---------- Page
Clean Singleton Docstrings

Chris Angelico rosuav at gmail.com
Sat Jul 16 02:29:18 EDT 2016


On Sat, Jul 16, 2016 at 4:19 PM, Lawrence D’Oliveiro
<lawrencedo99 at gmail.com> wrote:
> On Saturday, July 16, 2016 at 4:20:13 PM UTC+12, Ethan Furman wrote:
>>
>> On 07/15/2016 09:04 PM, Rustom Mody wrote:
>>
>>> Just that suggesting that python's bool notion is straightforward is an
>>> unnecessary lie – especially to newbies.
>>
>> Python's boolean concept is as simple as it gets -- what is not
>> straightforward about it?
>
> The fact that it led to the aforementioned bug.

The difference between ints and floats can lead to bugs, too. Which
one should we eliminate?

Tuple augmented assignment can lead to extremely confusing bugs. Let's
abolish augmented assignment. Or tuples?
--------------------
Direction 1: Return each line of the listing that contains the word "woman".
---------- Supplied entries
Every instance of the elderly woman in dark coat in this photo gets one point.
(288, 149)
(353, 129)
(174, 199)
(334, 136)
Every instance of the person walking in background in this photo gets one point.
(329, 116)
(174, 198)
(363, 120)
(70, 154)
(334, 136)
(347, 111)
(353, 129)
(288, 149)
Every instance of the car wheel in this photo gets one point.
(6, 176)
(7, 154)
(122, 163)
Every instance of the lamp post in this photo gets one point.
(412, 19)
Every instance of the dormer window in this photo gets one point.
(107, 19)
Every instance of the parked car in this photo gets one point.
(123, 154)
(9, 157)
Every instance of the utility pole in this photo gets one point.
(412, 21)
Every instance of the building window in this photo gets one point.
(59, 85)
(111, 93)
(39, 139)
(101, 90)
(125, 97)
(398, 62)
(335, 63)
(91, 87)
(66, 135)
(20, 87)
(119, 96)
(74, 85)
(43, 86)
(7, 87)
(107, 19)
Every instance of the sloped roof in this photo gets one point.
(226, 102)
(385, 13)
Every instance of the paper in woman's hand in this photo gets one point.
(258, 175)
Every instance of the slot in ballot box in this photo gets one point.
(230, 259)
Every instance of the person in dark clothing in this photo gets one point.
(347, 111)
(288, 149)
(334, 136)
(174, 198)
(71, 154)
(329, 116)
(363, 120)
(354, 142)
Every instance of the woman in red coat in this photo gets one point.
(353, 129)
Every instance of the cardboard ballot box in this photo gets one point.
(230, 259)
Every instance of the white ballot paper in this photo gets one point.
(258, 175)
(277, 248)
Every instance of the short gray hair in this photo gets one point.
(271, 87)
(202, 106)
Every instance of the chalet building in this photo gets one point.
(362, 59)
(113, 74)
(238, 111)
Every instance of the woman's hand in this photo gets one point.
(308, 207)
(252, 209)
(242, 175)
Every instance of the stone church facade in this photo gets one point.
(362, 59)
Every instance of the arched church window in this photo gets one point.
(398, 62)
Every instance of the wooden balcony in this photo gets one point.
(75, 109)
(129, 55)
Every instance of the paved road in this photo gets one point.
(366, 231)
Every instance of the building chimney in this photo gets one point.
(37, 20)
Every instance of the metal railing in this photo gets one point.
--------------------
Direction 2: Pick up the mailing-list message about Python's boolean type after its last line and keep writing it.

Reply 1:
Every instance of the elderly woman in dark coat in this photo gets one point.
Every instance of the paper in woman's hand in this photo gets one point.
Every instance of the woman in red coat in this photo gets one point.
Every instance of the woman's hand in this photo gets one point.

Reply 2:
Operator precedence leads to bugs when people don't respect it.
Eliminate it; all operators function at the same precedence, with
middle-to-outside associativity (as popularized by the "if/else"
ternary operator).

There. Now we have a bug-free language.

Tongue removed from cheek... The Python policy is a *lot* easier to
work with than REXX's policy is. In REXX, if you put a value in an IF
statement that isn't its canonical True or False (in its case, "1" and
"0"), you get a run-time error. Python lets you use None, False, 0,
etc, as falsey, and if you really want a comparison, you put it in
there. How is this a problem?

As demonstrated elsewhere, the problem isn't the boolification. The
problem is that an 'if' was used where exception handling would have
been far better.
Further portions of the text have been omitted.